# YOUR GOAL
Quote the campaign passage word for word, from "Thinking back on" to "a nice thing.".

# GIVEN PASSAGE
Thinking back on it now, I see how different it is from how we are told to run for political office. Rather than opening ourselves up to as many people possible, we choose to connect with a select few who regularly vote. Rather than being open to myriad ideas and solutions, we read from poll-tested position papers. Rather than seeing diversity and inclusion as a critical value, it’s viewed as a nice thing.

For our campaign, our approach is to start with the voter and work backwards. We’ve built a campaign fellows program powered by more than 60 people who, along with me, are visiting voters in all 245 precincts across Florida’s District 27. Currently, we have hit 220. We’ve hosted meetups and coffees open to all. We also have tried an online site called UpVote where we ask people to identify what solutions they prefer. This is only a start.

I know that listening, or even changing one’s mind after hearing a better idea, rather than presenting one’s self as having bold ideas and clear convictions isn’t typically rewarded in today’s politics. But we should start to try. Change occurs from the bottom up. Washington has not been able to find the solutions to our most pressing problems, listening more closely and more widely across our neighborhoods may prove better.

Investing in people and thinking different

My approach at Knight in supporting entrepreneurs wasn’t to make direct investment in businesses. Instead, it was to create an ecosystem of resources across the community that people could choose from to better build the ideas and solve the problem most important to them. This included programs that provided mentorship, connection, learning, access to funding, and fostered a greater sense of community.

Examples include Endeavor, a non-profit which provides mentorship and support to help entrepreneurs scale ventures. eMerge Americas, an annual conference in Miami uniting entrepreneurs across the Americas. LaunchCode and Girls Who Code, each making learning to code more accessible and, in the case of Girls Who Code, taking aim at the yawning gender gap in technology. Social Entrepreneurship Bootcamp and programs, which I mentioned earlier, like The Idea Center at Miami Dade College, Black Tech Week, Women Innovating Now LAB, with a particular focus on black, Hispanic and women entrepreneurs.

Our mantra was that talent is everywhere, but opportunity is not-- and that must be changed. Creating a network of resources that invest in people across the community from the bottom up was our way to try.

It’s time our politics took the same approach. And, while at it, it’s time to start matching the scale of the challenges we face with the size of the solutions. For too long, we’ve operated under the assumption there are things we cannot do. That needs to end.

Matt and his wife at the Women's March-- the day he decided to run for Congress

I mentioned earlier that years from now we will each be asked what we did in response to a destructive and irresponsible Trump presidency. But an equally important question is, what did you at a time when the opportunity and income gap is wider than it’s been since the great depression; when getting an education resulted in so many going deeply into crippling debt; when we seemed helpless to confront gun violence; when quality, affordable healthcare remains a challenge for way too many families and prescription drugs remain artificially and cruelly high; when the planet continues to warm and sea levels rise; when entrepreneurship and business creation remain at decade lows; when the era of mass incarceration continues unabated; when public transportation remains abysmal for too many here in South Florida who lose hours each day commuting to work or school; and when there is such deep-seated mistrust in our politics.

# EXTRACTED ENTRIES

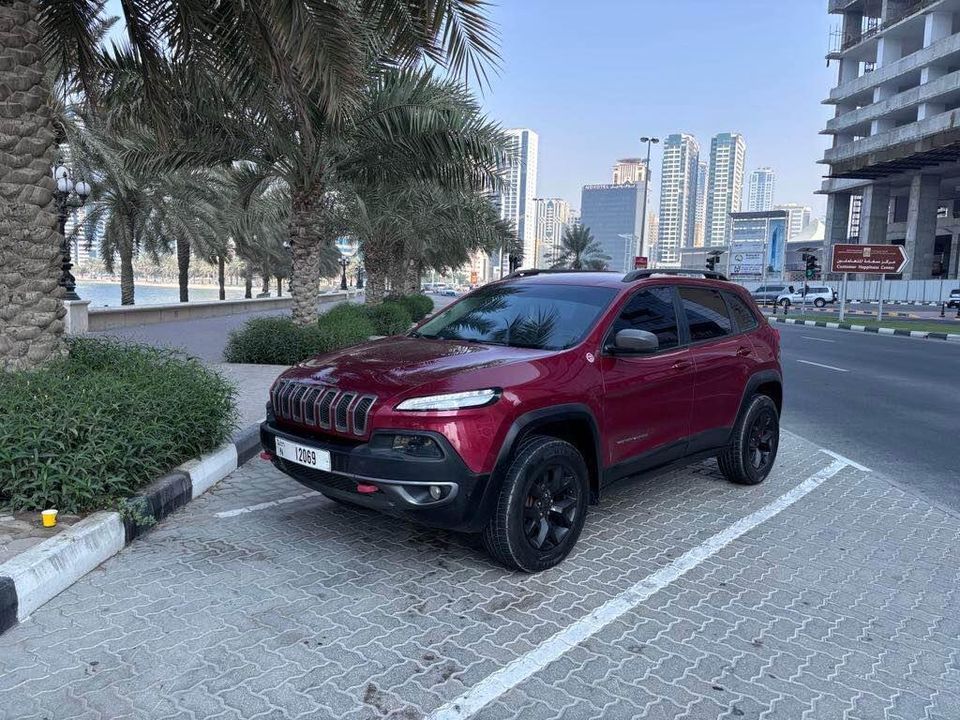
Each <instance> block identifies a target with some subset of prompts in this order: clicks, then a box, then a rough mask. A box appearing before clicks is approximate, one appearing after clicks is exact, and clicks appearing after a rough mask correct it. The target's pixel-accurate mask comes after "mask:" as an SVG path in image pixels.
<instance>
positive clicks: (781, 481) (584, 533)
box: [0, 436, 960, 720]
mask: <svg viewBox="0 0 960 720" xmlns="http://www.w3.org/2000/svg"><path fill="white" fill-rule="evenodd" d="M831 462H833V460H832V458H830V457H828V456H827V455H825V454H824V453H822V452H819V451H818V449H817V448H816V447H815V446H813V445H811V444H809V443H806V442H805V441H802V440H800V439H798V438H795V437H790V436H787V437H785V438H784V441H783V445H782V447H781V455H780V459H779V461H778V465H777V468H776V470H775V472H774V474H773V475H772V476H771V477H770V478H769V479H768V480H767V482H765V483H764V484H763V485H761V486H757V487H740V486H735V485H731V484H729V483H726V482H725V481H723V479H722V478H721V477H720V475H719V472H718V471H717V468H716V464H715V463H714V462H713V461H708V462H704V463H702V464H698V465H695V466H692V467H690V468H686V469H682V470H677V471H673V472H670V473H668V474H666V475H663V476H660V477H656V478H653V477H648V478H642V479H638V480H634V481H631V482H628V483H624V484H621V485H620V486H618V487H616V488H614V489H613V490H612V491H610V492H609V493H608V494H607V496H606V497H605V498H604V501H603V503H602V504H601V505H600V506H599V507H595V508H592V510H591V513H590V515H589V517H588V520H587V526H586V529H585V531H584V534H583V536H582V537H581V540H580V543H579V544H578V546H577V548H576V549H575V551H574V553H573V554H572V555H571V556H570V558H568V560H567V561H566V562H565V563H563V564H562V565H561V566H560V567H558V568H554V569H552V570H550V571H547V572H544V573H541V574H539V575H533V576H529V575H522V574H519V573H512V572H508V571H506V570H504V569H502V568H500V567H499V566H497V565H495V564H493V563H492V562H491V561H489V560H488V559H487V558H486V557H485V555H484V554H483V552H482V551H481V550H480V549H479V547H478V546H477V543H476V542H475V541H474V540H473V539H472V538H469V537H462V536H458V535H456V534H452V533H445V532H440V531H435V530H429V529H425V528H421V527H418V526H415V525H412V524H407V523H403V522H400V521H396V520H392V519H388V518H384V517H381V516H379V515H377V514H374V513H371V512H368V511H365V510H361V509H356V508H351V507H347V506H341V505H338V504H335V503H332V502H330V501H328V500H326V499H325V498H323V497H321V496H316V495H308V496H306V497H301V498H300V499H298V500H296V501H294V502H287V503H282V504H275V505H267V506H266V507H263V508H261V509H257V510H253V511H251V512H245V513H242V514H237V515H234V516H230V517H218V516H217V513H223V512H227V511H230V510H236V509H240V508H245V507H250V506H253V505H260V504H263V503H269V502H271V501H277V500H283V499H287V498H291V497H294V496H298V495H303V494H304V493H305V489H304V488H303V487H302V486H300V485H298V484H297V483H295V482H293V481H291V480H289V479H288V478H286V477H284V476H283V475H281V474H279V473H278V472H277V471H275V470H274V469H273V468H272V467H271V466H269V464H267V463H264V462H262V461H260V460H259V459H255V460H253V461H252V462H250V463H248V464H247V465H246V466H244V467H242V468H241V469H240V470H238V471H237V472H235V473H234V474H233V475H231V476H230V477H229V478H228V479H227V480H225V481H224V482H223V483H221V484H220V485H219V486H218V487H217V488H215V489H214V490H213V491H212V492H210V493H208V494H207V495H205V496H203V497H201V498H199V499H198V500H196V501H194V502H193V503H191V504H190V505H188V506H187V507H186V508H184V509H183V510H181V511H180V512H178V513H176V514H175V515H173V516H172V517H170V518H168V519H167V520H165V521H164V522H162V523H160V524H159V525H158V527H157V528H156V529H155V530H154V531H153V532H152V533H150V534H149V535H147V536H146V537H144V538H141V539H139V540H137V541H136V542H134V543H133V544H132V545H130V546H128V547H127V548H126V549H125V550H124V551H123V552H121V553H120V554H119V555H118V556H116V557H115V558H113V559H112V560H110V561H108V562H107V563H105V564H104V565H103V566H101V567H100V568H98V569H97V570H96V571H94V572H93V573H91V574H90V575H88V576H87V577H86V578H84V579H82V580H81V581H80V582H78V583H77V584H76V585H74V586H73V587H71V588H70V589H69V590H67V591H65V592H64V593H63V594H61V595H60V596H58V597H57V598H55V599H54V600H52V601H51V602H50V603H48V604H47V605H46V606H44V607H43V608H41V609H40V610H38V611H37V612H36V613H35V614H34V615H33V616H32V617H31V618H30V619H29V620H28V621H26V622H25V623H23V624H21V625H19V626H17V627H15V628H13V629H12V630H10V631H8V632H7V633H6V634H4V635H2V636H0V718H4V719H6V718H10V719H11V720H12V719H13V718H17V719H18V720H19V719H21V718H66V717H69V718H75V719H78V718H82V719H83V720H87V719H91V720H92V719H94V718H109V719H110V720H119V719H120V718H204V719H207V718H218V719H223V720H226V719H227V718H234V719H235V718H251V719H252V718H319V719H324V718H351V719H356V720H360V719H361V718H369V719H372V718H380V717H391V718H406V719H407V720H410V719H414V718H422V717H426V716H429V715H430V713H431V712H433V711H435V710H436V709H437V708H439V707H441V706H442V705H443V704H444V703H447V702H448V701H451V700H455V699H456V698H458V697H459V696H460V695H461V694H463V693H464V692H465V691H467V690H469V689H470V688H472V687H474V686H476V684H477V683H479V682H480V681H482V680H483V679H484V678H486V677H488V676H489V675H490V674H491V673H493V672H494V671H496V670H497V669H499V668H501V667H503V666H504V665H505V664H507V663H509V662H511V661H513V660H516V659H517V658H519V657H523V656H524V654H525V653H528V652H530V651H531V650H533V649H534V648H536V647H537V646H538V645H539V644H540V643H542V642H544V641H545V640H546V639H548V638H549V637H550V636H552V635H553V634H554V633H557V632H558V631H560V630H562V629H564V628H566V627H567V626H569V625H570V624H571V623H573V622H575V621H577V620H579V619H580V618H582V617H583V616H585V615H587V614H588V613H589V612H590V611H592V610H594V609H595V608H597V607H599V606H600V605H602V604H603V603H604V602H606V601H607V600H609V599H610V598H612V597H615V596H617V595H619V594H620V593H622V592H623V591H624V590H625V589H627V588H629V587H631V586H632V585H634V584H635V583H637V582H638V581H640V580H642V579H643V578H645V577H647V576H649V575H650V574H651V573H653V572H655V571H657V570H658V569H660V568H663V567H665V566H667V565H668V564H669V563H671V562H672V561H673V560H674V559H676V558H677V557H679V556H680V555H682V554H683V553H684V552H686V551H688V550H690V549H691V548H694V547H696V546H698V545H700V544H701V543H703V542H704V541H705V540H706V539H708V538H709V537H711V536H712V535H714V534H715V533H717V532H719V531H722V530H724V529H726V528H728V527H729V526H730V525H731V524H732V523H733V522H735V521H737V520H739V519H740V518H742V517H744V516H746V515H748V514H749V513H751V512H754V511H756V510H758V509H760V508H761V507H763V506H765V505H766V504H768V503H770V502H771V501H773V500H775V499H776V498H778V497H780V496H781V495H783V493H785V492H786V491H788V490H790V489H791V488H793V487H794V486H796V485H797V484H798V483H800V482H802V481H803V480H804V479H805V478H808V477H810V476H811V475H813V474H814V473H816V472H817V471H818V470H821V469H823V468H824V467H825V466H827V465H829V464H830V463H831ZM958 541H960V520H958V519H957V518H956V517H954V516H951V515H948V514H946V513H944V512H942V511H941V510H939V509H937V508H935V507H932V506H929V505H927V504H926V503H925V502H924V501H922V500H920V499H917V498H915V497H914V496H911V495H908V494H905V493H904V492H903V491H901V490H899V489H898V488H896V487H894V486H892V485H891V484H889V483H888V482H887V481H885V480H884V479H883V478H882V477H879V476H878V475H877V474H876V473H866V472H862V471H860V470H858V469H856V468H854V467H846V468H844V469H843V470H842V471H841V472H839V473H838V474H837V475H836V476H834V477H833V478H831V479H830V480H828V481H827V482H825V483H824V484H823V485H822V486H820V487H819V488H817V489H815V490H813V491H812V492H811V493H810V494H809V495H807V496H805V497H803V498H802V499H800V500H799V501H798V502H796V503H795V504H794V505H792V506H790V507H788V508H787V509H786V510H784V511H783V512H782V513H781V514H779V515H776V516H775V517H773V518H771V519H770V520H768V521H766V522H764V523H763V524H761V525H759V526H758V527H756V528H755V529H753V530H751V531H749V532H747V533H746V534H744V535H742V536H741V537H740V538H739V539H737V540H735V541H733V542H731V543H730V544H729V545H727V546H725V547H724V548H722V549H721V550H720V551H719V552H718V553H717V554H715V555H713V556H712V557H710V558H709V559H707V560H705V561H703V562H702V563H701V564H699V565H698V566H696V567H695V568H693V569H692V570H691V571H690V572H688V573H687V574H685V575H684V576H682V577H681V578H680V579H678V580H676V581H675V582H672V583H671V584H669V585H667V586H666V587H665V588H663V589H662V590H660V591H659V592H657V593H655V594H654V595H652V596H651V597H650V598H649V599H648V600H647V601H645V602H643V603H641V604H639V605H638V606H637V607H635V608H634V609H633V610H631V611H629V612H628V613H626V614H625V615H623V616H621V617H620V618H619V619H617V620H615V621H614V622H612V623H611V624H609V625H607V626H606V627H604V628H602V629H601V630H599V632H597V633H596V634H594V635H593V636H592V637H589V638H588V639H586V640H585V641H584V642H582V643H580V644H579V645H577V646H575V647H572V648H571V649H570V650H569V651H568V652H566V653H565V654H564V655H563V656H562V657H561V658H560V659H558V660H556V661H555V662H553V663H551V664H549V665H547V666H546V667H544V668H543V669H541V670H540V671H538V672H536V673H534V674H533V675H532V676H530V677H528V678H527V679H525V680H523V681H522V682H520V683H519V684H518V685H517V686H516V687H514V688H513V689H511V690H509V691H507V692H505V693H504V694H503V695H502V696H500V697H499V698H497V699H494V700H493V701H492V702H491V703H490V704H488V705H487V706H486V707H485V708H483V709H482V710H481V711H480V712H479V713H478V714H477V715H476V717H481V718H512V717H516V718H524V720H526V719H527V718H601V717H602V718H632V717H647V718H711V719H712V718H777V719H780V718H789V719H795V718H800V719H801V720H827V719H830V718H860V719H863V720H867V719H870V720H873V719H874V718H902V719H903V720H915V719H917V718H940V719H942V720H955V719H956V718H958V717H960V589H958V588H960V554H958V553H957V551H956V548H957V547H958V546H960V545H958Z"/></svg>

# PROBLEM SOLUTION
Thinking back on it now, I see how different it is from how we are told to run for political office. Rather than opening ourselves up to as many people possible, we choose to connect with a select few who regularly vote. Rather than being open to myriad ideas and solutions, we read from poll-tested position papers. Rather than seeing diversity and inclusion as a critical value, it’s viewed as a nice thing.